[Raw records]
— Begin —

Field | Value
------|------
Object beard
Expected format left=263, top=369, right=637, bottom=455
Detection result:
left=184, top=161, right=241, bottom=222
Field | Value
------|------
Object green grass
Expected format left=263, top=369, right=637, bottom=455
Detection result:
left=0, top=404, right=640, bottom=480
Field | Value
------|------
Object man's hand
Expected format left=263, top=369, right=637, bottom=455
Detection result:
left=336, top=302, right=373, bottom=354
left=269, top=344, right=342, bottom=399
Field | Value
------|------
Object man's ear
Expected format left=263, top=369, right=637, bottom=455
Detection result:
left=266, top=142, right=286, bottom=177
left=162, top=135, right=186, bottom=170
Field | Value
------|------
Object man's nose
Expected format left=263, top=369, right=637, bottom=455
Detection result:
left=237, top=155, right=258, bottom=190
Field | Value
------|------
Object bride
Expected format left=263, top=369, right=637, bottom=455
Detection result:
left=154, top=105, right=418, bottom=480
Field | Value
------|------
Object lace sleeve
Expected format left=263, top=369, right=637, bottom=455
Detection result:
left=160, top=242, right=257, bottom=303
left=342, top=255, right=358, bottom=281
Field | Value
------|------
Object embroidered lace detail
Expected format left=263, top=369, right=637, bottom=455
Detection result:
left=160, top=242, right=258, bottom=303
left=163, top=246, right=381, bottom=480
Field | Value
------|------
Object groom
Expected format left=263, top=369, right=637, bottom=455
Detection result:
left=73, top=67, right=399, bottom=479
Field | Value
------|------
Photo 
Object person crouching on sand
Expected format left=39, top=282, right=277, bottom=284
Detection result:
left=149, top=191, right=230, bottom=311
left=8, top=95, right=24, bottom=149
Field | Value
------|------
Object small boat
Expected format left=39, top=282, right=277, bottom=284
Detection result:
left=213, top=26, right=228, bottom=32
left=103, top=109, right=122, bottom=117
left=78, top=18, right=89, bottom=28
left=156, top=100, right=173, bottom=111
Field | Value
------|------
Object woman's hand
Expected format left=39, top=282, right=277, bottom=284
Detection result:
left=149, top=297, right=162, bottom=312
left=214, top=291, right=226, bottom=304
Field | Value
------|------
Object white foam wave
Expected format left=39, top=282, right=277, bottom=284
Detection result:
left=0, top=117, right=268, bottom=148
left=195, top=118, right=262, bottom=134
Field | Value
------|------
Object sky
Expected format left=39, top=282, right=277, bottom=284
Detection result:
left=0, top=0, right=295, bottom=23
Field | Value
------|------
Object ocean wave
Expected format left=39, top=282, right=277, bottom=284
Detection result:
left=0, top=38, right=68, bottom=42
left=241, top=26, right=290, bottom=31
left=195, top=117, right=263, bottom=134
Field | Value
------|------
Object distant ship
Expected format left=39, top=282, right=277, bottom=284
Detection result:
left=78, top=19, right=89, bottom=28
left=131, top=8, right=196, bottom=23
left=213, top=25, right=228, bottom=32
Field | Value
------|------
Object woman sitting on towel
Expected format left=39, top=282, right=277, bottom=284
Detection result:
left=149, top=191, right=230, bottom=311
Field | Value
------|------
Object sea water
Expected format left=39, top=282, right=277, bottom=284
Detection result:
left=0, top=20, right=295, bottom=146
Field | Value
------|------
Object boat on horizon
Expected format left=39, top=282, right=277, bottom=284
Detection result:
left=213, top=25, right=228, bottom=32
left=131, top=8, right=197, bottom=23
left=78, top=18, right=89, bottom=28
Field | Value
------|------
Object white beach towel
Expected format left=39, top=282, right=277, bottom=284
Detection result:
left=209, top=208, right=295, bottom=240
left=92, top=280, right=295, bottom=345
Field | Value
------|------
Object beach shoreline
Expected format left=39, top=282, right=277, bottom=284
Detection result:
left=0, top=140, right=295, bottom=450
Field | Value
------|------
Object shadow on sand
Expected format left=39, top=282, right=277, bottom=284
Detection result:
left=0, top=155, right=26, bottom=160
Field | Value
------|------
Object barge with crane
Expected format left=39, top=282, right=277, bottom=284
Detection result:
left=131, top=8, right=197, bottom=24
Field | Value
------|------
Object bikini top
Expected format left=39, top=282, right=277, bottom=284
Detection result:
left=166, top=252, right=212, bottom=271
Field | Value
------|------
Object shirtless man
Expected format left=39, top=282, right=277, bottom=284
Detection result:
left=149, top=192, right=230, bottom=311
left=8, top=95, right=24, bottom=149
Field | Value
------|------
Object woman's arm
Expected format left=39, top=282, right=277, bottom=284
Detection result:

— End —

Every entry needs to be retyped exactly.

Field | Value
------|------
Object beard
Expected format left=263, top=369, right=637, bottom=455
Detection result:
left=184, top=161, right=241, bottom=222
Field | Value
------|------
Object green grass
Expected format left=263, top=369, right=637, bottom=455
Detection result:
left=0, top=404, right=640, bottom=480
Field | Value
------|------
Object man's hand
Expected format left=263, top=369, right=637, bottom=455
Detection result:
left=336, top=302, right=373, bottom=354
left=269, top=344, right=342, bottom=399
Field | Value
------|------
Object man's ear
Expected format left=263, top=369, right=637, bottom=455
Detection result:
left=266, top=142, right=286, bottom=177
left=162, top=135, right=186, bottom=170
Field | Value
------|------
Object man's nose
Expected format left=263, top=369, right=637, bottom=455
Detection result:
left=237, top=155, right=258, bottom=190
Field | Value
------|------
Object bride
Expected format left=263, top=369, right=637, bottom=455
Detection result:
left=154, top=105, right=418, bottom=480
Field | Value
------|------
Object lace sleeve
Expected format left=263, top=369, right=637, bottom=455
Detection result:
left=160, top=242, right=257, bottom=303
left=342, top=255, right=358, bottom=281
Field | Value
------|------
Object embroidered lace detail
Expected format left=263, top=369, right=637, bottom=455
Detection result:
left=160, top=242, right=258, bottom=303
left=163, top=246, right=381, bottom=480
Field | Value
------|------
Object groom
Expected format left=263, top=369, right=637, bottom=455
Detection result:
left=73, top=67, right=399, bottom=479
Field | Value
------|------
Photo 
Object person crouching on sand
Expected format left=39, top=282, right=277, bottom=284
Detection result:
left=149, top=191, right=230, bottom=311
left=8, top=95, right=24, bottom=149
Field | Value
------|------
Object small boat
Expected format left=39, top=282, right=277, bottom=284
Detection result:
left=213, top=26, right=228, bottom=32
left=103, top=109, right=122, bottom=117
left=78, top=18, right=89, bottom=28
left=156, top=100, right=173, bottom=111
Field | Value
------|------
Object woman's hand
Expected format left=39, top=282, right=277, bottom=284
Detection result:
left=149, top=297, right=162, bottom=312
left=214, top=291, right=226, bottom=304
Field | Value
------|------
Object white foam wave
Expected format left=39, top=282, right=277, bottom=284
Detection result:
left=0, top=117, right=268, bottom=148
left=195, top=118, right=262, bottom=134
Field | Value
------|------
Object sky
Expected format left=39, top=282, right=277, bottom=284
Detection result:
left=0, top=0, right=295, bottom=23
Field | Value
------|------
Object ocean wave
Expected format left=39, top=282, right=277, bottom=284
Detection result:
left=0, top=38, right=68, bottom=42
left=241, top=26, right=290, bottom=31
left=195, top=117, right=263, bottom=134
Field | Value
------|------
Object distant ship
Expected format left=39, top=282, right=277, bottom=284
Detection result:
left=78, top=19, right=89, bottom=28
left=131, top=8, right=196, bottom=23
left=213, top=25, right=228, bottom=32
Field | Value
------|------
Object woman sitting on towel
Expected format left=39, top=282, right=277, bottom=284
Detection result:
left=149, top=191, right=230, bottom=311
Field | Value
------|------
Object sea water
Expected format left=39, top=282, right=277, bottom=284
Detection result:
left=0, top=20, right=295, bottom=146
Field | Value
------|------
Object boat on horizon
Expected format left=39, top=282, right=277, bottom=284
Detection result:
left=213, top=25, right=228, bottom=32
left=131, top=8, right=197, bottom=23
left=78, top=18, right=89, bottom=28
Field | Value
------|------
Object white beach towel
Expected format left=39, top=282, right=277, bottom=284
Detection result:
left=209, top=208, right=295, bottom=240
left=92, top=280, right=295, bottom=345
Field | Value
------|------
Object beach shoreline
Expected format left=39, top=282, right=277, bottom=284
Detection result:
left=0, top=140, right=295, bottom=450
Field | Value
------|------
Object shadow on sand
Expected format left=39, top=282, right=277, bottom=284
Detection result:
left=0, top=155, right=26, bottom=160
Field | Value
------|------
Object barge with crane
Expected format left=39, top=282, right=277, bottom=284
Detection result:
left=131, top=8, right=197, bottom=24
Field | Value
------|------
Object bikini top
Expected format left=39, top=282, right=277, bottom=284
Detection result:
left=166, top=252, right=212, bottom=271
Field | Value
------|------
Object shirtless man
Expected format left=39, top=282, right=277, bottom=284
Detection result:
left=149, top=192, right=230, bottom=311
left=8, top=95, right=24, bottom=149
Field | Value
------|------
Object woman's arm
Expected format left=39, top=282, right=277, bottom=284
Detection result:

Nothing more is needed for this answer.